### EXERCISE DESCRIPTION
Transcribe, word for word and without additions, each line below from the one containing "Would you be able to point to the office" through the one containing "Would you be able to point to the pale", both ends included.

(DATA FOR THIS TASK begins)

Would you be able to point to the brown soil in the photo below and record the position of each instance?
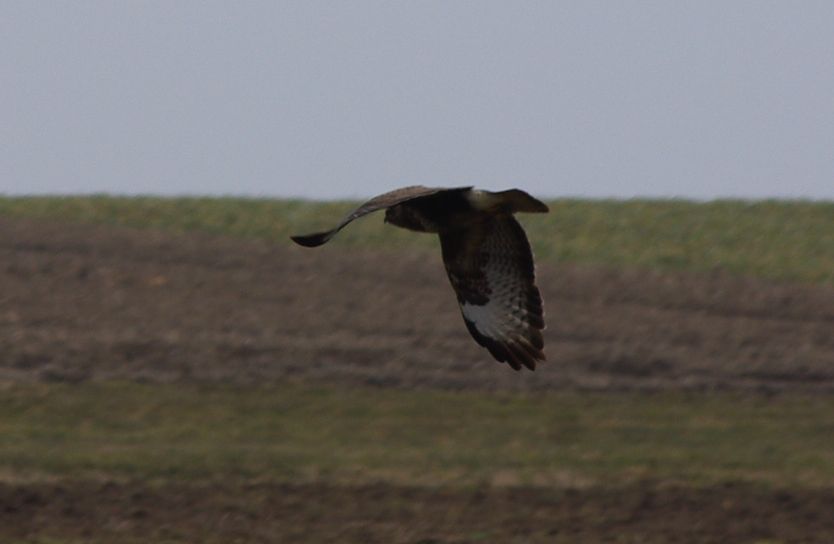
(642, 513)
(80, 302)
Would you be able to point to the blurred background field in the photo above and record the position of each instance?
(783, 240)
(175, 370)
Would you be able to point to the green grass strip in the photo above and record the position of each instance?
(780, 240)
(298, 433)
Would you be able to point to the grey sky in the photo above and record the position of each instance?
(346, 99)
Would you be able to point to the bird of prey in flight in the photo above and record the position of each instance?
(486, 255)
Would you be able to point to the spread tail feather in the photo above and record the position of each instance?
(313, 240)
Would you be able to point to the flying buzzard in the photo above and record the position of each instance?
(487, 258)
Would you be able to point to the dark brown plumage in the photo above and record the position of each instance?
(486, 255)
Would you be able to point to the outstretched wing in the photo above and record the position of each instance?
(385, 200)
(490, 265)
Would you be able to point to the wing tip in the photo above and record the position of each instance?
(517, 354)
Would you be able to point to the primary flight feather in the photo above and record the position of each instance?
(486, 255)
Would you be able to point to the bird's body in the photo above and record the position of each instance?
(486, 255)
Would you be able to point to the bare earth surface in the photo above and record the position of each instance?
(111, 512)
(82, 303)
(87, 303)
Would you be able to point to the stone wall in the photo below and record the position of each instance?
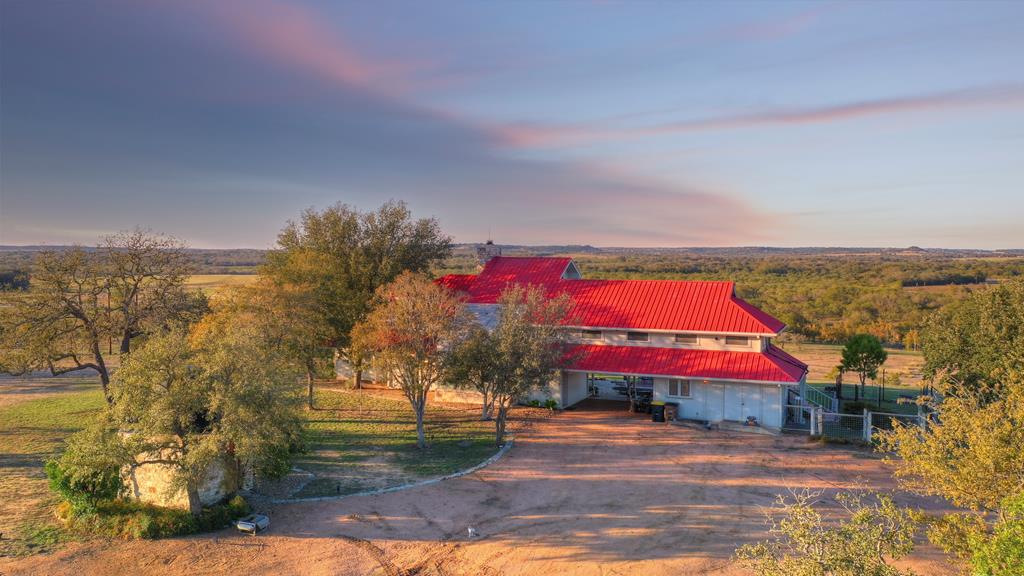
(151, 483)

(DATA FOR THIS TASK ends)
(DATA FOR THIS TASK begins)

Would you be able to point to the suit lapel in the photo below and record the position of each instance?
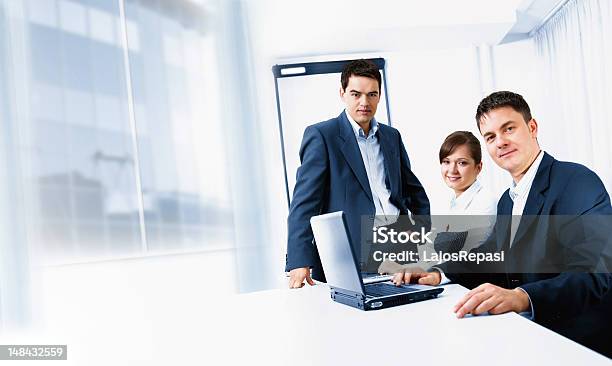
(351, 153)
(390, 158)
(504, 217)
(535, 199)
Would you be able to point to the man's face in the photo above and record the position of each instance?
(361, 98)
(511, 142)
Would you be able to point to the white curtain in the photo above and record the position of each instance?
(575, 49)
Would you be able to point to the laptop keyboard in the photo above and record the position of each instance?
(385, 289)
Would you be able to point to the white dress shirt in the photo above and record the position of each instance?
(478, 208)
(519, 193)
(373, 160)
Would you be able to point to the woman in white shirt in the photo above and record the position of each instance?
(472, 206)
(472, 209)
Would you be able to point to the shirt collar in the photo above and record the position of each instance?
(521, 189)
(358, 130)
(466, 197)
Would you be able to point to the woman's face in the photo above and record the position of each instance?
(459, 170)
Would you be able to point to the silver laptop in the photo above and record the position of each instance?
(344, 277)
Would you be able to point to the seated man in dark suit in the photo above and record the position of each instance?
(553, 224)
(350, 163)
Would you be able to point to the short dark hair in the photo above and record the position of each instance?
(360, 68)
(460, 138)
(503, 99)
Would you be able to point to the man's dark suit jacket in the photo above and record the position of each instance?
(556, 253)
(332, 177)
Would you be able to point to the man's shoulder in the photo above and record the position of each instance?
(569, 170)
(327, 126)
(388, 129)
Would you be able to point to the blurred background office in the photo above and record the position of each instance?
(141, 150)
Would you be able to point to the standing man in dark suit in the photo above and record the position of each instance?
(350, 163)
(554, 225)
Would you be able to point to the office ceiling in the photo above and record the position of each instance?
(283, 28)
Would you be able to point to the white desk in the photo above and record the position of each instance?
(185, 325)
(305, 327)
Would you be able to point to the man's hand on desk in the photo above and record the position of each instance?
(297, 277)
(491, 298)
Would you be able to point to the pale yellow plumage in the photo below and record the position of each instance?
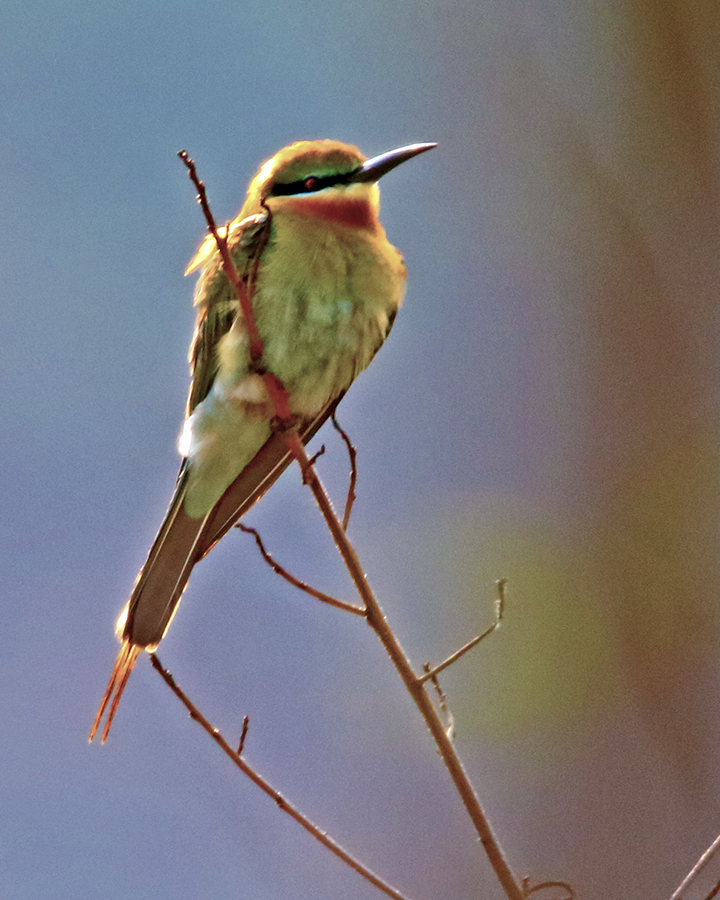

(DATA FOR THIS TASK ends)

### ANSWER BELOW
Would you be able to point to the office ceiling in the photo above and record the position of each instance?
(283, 28)
Would you be able to point to the white desk in the photo above and record the position of each instance?
(185, 325)
(305, 327)
Would you be able to point to the man's hand on desk in the photo above and record the position of each instance?
(297, 277)
(491, 298)
Would you be able to point to the pale yellow plumage in the photo below and record the position of each instance?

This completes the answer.